## BEGIN EXERCISE INPUT
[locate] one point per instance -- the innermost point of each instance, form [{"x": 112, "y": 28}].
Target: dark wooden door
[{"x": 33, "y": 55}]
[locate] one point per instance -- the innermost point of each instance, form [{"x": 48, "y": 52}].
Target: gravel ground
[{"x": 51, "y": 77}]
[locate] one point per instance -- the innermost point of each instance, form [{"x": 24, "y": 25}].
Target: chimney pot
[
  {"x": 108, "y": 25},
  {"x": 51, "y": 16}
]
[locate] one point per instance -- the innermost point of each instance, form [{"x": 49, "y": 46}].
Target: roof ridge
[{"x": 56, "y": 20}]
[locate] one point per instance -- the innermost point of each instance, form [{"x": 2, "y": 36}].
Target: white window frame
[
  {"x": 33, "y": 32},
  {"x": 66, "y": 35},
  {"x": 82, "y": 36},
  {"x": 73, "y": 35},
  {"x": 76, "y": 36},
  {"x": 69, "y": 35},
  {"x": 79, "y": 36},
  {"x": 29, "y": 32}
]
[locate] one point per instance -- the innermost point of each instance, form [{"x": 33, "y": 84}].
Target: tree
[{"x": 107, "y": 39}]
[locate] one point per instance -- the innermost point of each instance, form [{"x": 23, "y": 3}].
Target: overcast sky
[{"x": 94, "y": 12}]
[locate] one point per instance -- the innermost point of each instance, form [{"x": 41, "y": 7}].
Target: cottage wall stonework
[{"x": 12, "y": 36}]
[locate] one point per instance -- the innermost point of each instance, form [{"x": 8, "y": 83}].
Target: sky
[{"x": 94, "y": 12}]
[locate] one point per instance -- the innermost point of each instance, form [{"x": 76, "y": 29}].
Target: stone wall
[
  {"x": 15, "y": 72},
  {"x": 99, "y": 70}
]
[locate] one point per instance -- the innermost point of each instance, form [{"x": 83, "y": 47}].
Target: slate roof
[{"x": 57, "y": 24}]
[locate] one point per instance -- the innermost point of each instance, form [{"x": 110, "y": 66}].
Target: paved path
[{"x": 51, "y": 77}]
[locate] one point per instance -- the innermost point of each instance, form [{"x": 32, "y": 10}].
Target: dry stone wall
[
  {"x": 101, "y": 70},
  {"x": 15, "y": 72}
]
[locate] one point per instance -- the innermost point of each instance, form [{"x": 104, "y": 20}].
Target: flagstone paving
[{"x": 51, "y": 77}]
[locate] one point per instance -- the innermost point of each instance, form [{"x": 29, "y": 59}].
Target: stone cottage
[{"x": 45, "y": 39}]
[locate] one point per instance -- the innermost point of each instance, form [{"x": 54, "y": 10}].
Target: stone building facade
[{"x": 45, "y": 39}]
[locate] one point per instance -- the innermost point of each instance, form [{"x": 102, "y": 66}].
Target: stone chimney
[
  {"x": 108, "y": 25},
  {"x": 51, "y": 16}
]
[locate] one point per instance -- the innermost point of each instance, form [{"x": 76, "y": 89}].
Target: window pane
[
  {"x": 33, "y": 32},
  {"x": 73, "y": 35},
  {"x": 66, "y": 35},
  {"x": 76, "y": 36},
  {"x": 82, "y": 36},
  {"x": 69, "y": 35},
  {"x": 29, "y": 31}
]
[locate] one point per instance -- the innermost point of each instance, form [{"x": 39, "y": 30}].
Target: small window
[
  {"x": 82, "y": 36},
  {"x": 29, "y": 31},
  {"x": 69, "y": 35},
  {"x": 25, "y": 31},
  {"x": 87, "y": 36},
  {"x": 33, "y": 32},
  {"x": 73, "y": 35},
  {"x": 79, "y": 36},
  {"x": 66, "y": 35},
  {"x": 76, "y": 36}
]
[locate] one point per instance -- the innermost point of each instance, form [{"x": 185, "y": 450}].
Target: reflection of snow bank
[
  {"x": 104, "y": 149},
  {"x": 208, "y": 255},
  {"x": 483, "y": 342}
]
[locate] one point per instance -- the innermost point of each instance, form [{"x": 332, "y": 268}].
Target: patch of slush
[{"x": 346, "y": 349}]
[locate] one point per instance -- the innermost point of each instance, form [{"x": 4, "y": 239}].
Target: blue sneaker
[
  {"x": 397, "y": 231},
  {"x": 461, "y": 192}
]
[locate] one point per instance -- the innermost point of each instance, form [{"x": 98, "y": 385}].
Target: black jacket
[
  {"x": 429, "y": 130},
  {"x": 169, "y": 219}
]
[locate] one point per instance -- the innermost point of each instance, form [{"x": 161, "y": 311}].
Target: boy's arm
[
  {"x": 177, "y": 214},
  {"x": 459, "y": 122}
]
## END EXERCISE INPUT
### STATED EXERCISE
Set down every line of the listing above again, exactly as given.

### TASK OUTPUT
[locate] one point per instance -- the innermost point of each instance, form [{"x": 112, "y": 28}].
Target: dark wooden door
[{"x": 33, "y": 55}]
[locate] one point per instance -- the innermost point of each instance, form [{"x": 48, "y": 52}].
Target: gravel ground
[{"x": 51, "y": 77}]
[locate] one point per instance -- the innermost point of each instance, form [{"x": 24, "y": 25}].
Target: chimney pot
[
  {"x": 108, "y": 25},
  {"x": 51, "y": 16}
]
[locate] one point per instance -- the innermost point of each instance, form [{"x": 49, "y": 46}].
Target: roof ridge
[{"x": 56, "y": 20}]
[locate] one point per instance -- the innermost point of each instance, form [{"x": 2, "y": 36}].
Target: white window frame
[
  {"x": 33, "y": 32},
  {"x": 66, "y": 35},
  {"x": 82, "y": 36},
  {"x": 73, "y": 35},
  {"x": 76, "y": 36},
  {"x": 69, "y": 35},
  {"x": 79, "y": 36},
  {"x": 29, "y": 32}
]
[locate] one point per instance -- the innermost point of each instance, form [{"x": 33, "y": 84}].
Target: tree
[{"x": 107, "y": 39}]
[locate] one point per instance -- the innermost point of each instance, form [{"x": 23, "y": 3}].
Target: overcast sky
[{"x": 94, "y": 12}]
[locate] one point per instance -- the innermost point of each instance, form [{"x": 41, "y": 7}].
Target: cottage wall stonework
[{"x": 12, "y": 36}]
[locate] one point per instance -- the innermost point of each instance, form [{"x": 8, "y": 83}].
Target: sky
[{"x": 94, "y": 12}]
[locate] one point per instance -- the innermost point of each instance, form [{"x": 76, "y": 29}].
Target: stone wall
[
  {"x": 15, "y": 72},
  {"x": 99, "y": 70}
]
[locate] one point per instance -- the innermost point of each instance, form [{"x": 83, "y": 47}].
Target: slate roof
[{"x": 57, "y": 24}]
[locate] one point per instance -- the innermost point of each instance, form [{"x": 110, "y": 66}].
Target: paved path
[{"x": 51, "y": 77}]
[locate] one point per instance -- the innermost point of each instance, form [{"x": 32, "y": 10}].
Target: dry stone wall
[
  {"x": 101, "y": 70},
  {"x": 15, "y": 72}
]
[locate] one point per instance -- the innermost point of each instance, form [{"x": 104, "y": 20}].
Target: flagstone paving
[{"x": 51, "y": 77}]
[locate] one point per instance -- the innermost point of each instance, form [{"x": 29, "y": 59}].
Target: stone cottage
[{"x": 45, "y": 39}]
[locate] one point per instance -- the innermost point of each instance, form [{"x": 54, "y": 10}].
Target: stone building facade
[{"x": 45, "y": 39}]
[locate] one point per instance -- the innermost point of each instance, form [{"x": 102, "y": 66}].
Target: stone chimney
[
  {"x": 108, "y": 25},
  {"x": 51, "y": 16}
]
[locate] one point per instance -- the innermost point of each instance, form [{"x": 76, "y": 89}].
Target: window pane
[
  {"x": 33, "y": 32},
  {"x": 73, "y": 35},
  {"x": 66, "y": 35},
  {"x": 76, "y": 36},
  {"x": 82, "y": 36},
  {"x": 69, "y": 35},
  {"x": 29, "y": 31}
]
[locate] one point per instance -- the innermost point of each instance, form [{"x": 39, "y": 30}].
Target: small window
[
  {"x": 82, "y": 36},
  {"x": 29, "y": 31},
  {"x": 69, "y": 35},
  {"x": 25, "y": 31},
  {"x": 87, "y": 36},
  {"x": 33, "y": 32},
  {"x": 73, "y": 35},
  {"x": 79, "y": 36},
  {"x": 66, "y": 35},
  {"x": 76, "y": 36}
]
[locate] one point per instance -- the innermost point of each instance, form [{"x": 185, "y": 450}].
Target: reflection of snow bank
[
  {"x": 104, "y": 149},
  {"x": 208, "y": 255},
  {"x": 483, "y": 342}
]
[locate] one point per instance -- the innermost point of each instance, form [{"x": 332, "y": 268}].
Target: patch of slush
[{"x": 346, "y": 349}]
[locate] one point per instance -- the innermost point of each instance, form [{"x": 4, "y": 239}].
Target: blue sneaker
[
  {"x": 397, "y": 231},
  {"x": 461, "y": 192}
]
[locate] one point per instance -- the innermost point of each instance, form [{"x": 98, "y": 385}].
Target: black jacket
[
  {"x": 429, "y": 130},
  {"x": 169, "y": 219}
]
[locate] one point per instance -- the innermost point of each instance, form [{"x": 161, "y": 311}].
Target: boy's arm
[
  {"x": 177, "y": 214},
  {"x": 459, "y": 122}
]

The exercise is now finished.